:: TEXTO PARA LEITURA ::
"""
Campinas, 02 de julho de 2009

Texto original:
http://observatorio.ultimosegundo.ig.com.br/artigos.asp?cod=543JDB002

sexta-feira, 26 de junho de 2009

17 breves considerações sobre a greve 2009 na Unicamp (e nas estaduais paulistas)

1.
Sobre a greve dos funcionários, estopim das mobilizações 2009: começar praticamente de cara com uma greve para lutar por migalhas e esmolas é demonstração de incompetência: uma paralisação no dia da matrícula e outras demonstrações de organização e mobilização no correr do semestre e dificilmente seria necessário o apelo a um recurso extremo como greve por tão pouco.
O problema é estar organizado e mobilizado.

2.
Não resta dúvidas que a greve 2009 foi tocada por profissionais. O que se esquece de se perguntar é a serviço de quem estão esses líderes grevistas.

3.
Talvez eu esteja me tornando desatualizado também em política, nestes tempos de flash mobs, petições online e congêneres. Porém sempre tive que uma greve fosse fruto de mobilizações e não as mobilizações fruto da greve.

4.
A greve dos estudantes é o que há de mais patético e imaturo. O principal motivo para a greve 2009 é que não houve greve em 2008. A etérea pauta de reivindicações foi necessária porque, por mais que se queira, greve ainda não consegue se justificar por si só, como o carnaval ou as bienais de arte contemporânea. Apesar que a greve dos alunos já é quase uma "Bienal do vazio B".
"""
:: TAREFAS ::
• a. De acordo com o texto sobre a greve na Unicamp, qual foi o principal motivo para a greve de 2009?
• b. Por favor, cite do texto sobre a greve na Unicamp o trecho que começa em "17 breves considerações" e termina em "organizado e mobilizado.".
A listagem abaixo não tem relação com o texto sobre a greve na Unicamp.

:: DADOS FORNECIDOS ::
"""
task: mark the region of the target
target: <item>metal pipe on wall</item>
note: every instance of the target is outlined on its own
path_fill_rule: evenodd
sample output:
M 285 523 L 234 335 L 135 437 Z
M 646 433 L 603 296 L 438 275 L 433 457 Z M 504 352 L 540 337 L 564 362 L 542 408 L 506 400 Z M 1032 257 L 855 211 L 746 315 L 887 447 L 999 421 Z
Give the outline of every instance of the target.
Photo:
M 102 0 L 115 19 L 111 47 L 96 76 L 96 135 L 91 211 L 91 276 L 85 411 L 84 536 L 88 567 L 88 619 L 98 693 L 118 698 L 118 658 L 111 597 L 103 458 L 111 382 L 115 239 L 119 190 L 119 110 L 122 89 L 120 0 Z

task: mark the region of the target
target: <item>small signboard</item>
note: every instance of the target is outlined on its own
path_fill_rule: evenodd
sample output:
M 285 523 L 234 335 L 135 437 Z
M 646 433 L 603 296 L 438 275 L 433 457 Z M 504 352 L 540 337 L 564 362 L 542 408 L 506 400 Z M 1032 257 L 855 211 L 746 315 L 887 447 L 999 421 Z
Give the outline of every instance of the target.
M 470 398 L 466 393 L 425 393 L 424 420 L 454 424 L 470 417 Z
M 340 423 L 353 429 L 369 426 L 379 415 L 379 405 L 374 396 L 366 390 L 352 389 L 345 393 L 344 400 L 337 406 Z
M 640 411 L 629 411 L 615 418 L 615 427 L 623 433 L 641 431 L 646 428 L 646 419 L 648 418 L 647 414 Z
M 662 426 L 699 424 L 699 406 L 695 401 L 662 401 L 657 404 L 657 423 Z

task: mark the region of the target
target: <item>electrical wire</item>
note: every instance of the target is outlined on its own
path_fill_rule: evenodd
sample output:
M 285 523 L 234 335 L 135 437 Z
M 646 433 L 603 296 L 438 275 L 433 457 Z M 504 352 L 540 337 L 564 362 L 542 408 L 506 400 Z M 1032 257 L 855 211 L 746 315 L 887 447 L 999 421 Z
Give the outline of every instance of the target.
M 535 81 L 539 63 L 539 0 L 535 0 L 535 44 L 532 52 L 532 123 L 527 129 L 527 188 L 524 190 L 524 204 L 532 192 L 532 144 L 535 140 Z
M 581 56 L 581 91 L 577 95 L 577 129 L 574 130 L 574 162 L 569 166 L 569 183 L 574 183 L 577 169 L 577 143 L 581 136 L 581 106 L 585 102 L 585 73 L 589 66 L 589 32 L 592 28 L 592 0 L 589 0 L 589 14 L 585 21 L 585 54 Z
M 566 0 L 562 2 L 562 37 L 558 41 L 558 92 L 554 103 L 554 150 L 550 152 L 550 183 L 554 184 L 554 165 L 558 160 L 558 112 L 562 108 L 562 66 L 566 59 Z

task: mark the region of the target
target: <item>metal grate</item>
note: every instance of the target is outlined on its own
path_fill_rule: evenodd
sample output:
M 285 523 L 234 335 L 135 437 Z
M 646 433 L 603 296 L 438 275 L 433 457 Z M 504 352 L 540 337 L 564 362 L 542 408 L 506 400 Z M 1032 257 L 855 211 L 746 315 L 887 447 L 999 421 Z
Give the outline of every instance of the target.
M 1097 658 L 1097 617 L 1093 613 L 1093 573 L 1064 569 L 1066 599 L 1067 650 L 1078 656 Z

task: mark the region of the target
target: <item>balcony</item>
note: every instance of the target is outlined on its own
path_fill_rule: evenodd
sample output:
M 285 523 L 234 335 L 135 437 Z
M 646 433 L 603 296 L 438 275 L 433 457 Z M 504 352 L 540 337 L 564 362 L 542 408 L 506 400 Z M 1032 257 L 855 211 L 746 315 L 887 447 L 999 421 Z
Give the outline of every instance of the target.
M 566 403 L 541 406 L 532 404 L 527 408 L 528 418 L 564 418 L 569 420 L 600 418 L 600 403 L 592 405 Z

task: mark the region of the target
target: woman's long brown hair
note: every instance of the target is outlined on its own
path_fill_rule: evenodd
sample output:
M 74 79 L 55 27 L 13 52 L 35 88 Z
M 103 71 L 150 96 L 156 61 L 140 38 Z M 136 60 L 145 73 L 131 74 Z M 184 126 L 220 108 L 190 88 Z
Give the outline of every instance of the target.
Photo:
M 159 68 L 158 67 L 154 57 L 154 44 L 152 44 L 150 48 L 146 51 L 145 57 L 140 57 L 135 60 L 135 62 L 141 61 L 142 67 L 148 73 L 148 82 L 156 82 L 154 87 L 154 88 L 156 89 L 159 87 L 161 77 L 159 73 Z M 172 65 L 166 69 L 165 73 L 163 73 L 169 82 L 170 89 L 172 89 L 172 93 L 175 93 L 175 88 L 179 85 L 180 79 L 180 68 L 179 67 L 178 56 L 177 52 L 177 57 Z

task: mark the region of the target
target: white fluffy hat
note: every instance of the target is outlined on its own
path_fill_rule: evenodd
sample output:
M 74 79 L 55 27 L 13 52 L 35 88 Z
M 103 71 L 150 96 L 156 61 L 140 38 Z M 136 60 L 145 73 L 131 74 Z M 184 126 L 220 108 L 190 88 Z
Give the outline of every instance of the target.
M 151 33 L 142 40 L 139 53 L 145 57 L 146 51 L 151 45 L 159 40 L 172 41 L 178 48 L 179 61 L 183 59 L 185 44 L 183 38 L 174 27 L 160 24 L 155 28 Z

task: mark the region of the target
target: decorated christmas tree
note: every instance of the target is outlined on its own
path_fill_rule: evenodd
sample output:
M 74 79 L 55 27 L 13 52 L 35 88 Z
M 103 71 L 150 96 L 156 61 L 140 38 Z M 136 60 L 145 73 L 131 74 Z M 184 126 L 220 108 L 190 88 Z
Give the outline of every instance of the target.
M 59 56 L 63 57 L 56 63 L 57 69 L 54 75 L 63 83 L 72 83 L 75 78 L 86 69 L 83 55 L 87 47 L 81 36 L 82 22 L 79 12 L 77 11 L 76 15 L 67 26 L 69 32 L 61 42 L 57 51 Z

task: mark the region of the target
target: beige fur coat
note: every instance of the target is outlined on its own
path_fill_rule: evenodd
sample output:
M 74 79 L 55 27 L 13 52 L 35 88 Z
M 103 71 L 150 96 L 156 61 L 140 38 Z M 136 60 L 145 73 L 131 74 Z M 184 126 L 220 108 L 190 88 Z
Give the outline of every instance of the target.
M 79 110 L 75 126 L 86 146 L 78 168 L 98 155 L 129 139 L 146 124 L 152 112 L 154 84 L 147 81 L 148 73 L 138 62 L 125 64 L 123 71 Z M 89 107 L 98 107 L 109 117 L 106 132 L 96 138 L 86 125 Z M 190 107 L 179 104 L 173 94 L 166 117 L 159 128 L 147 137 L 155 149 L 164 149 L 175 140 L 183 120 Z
"""
:: RESPOSTAS ::
• a. Não ter havido greve em 2008.

• b.
17 breves considerações sobre a greve 2009 na Unicamp (e nas estaduais paulistas)

1.
Sobre a greve dos funcionários, estopim das mobilizações 2009: começar praticamente de cara com uma greve para lutar por migalhas e esmolas é demonstração de incompetência: uma paralisação no dia da matrícula e outras demonstrações de organização e mobilização no correr do semestre e dificilmente seria necessário o apelo a um recurso extremo como greve por tão pouco.
O problema é estar organizado e mobilizado.